▸ Exercise data
□ □ □
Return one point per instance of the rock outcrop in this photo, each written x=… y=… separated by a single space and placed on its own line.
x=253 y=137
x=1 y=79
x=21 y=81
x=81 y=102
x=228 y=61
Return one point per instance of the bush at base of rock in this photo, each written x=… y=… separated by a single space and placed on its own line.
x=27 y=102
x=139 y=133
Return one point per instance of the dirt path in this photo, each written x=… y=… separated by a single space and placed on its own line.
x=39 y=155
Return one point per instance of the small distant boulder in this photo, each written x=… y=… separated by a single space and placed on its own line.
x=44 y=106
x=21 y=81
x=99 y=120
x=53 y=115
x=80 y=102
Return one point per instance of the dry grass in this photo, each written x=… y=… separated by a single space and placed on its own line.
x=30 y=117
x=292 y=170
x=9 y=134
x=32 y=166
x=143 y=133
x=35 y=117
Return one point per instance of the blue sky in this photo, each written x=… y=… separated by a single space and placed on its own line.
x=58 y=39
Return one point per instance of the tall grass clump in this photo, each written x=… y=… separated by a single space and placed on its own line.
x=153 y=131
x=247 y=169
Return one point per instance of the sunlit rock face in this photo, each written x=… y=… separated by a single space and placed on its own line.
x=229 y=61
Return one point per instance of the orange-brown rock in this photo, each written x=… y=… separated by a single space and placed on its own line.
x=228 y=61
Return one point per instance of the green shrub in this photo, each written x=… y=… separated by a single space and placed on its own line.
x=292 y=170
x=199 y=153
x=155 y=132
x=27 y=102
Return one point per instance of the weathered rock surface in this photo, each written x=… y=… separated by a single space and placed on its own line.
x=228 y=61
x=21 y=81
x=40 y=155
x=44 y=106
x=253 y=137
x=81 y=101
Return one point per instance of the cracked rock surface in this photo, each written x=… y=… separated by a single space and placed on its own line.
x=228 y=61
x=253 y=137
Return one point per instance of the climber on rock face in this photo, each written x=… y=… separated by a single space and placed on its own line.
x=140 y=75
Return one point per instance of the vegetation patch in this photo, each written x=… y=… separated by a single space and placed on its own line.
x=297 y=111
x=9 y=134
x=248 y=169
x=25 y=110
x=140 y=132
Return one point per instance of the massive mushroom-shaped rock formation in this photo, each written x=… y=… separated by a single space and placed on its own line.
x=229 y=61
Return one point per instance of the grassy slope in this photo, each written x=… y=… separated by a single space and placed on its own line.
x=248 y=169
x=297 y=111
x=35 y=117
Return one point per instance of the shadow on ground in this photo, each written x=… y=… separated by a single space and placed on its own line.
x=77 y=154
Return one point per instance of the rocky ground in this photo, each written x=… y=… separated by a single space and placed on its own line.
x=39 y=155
□ □ □
▸ Exercise
Reproduce all of the entries verbatim.

▸ Response below
Return one point per instance of the rock outcrop in this photo, each written x=… y=… separated by a single space and placed on its own line.
x=253 y=137
x=1 y=79
x=21 y=81
x=81 y=102
x=228 y=61
Return one point per instance of the bush at base of rock in this photo, each written x=… y=… separated by a single space and placed on its own line.
x=27 y=102
x=139 y=133
Return one point per instance of the dirt path in this photo, each written x=… y=… separated by a single space and placed on its own line.
x=39 y=155
Return one point per instance of the small distant boulder in this photo, each written x=… y=… separated by a single space and placed on its own line.
x=44 y=106
x=21 y=81
x=99 y=120
x=53 y=115
x=80 y=102
Return one point per instance of the dry grass in this photo, each written x=… y=… separated by a single space and placed on its own line.
x=30 y=117
x=292 y=170
x=9 y=134
x=32 y=166
x=143 y=133
x=35 y=117
Return one point per instance of the blue sky in this photo, each written x=… y=… separated by a single space and placed on its own line.
x=58 y=39
Return one point per instance of the tall grass clump in this photo, each written x=… y=… separated by a single space and placed on its own line.
x=153 y=131
x=247 y=169
Return one point per instance of the sunlit rock face in this photo, each written x=… y=… separated by a single space and placed on its own line.
x=229 y=61
Return one point per instance of the orange-brown rock in this photo, each written x=… y=… separated by a single space and placed on its own line.
x=228 y=61
Return one point per instance of the green shrub in this photo, each written x=… y=… separated by a single space and placed on its own line.
x=292 y=170
x=199 y=153
x=155 y=132
x=27 y=102
Return one point per instance of the weathered rock surface in this photo, each written x=… y=… separated by a single space and placed on its own line.
x=228 y=61
x=21 y=81
x=40 y=155
x=44 y=106
x=253 y=137
x=81 y=101
Return one point per instance of the cracked rock surface in this photo, each written x=… y=… separated by a single space and placed on its own line.
x=228 y=61
x=253 y=137
Return one point per instance of the climber on rock face in this photo, each written x=… y=… separated by a single space and placed on its own line.
x=140 y=75
Return one point per instance of the vegetation patch in this photo, each written x=… y=… separated by a single space and placed on its own line.
x=297 y=111
x=9 y=134
x=248 y=169
x=25 y=110
x=140 y=132
Return one point per instance of the massive mushroom-shaped rock formation in this photo, each written x=… y=… separated by a single space and placed on its own line.
x=229 y=61
Return one point per instance of the grassy slope in this photo, each written x=… y=… separated by a single space and placed on its own line.
x=248 y=169
x=297 y=111
x=35 y=117
Return one point per instance of the shadow on ground in this photo, each written x=… y=… separated by a single space and placed on its own line.
x=77 y=154
Return one point per instance of the rocky ground in this photo, each written x=… y=… separated by a single space and placed on its own line.
x=39 y=155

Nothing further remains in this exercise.